*Exercise brief:*
Copy out every line of the entries below word for word, leaving out the pictures.

*Dataset:*
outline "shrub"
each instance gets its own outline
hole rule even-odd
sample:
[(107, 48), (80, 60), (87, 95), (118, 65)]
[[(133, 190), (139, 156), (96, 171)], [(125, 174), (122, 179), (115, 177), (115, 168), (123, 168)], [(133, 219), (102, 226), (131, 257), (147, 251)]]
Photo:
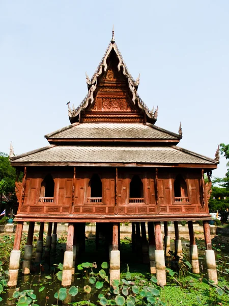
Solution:
[(9, 218), (8, 217), (3, 217), (3, 218), (2, 218), (2, 220), (0, 220), (0, 225), (3, 225), (6, 224), (7, 223), (8, 220), (9, 220)]
[(215, 220), (215, 225), (216, 226), (219, 226), (219, 225), (221, 224), (221, 221), (220, 220), (218, 220), (218, 219), (216, 219)]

*Correct output:*
outline "shrub"
each instance gets its own outline
hole rule even-odd
sample:
[(107, 48), (80, 60), (87, 95), (118, 65)]
[[(133, 190), (139, 156), (96, 171)], [(125, 174), (122, 179), (115, 177), (115, 168), (123, 168)], [(133, 219), (102, 226), (131, 257), (147, 251)]]
Photo:
Solution:
[(9, 218), (8, 217), (3, 217), (3, 218), (2, 218), (2, 220), (0, 220), (0, 225), (3, 225), (6, 224), (7, 223), (8, 220), (9, 220)]
[(215, 220), (215, 225), (216, 226), (219, 226), (219, 225), (221, 224), (221, 221), (220, 220), (218, 220), (218, 219), (216, 219)]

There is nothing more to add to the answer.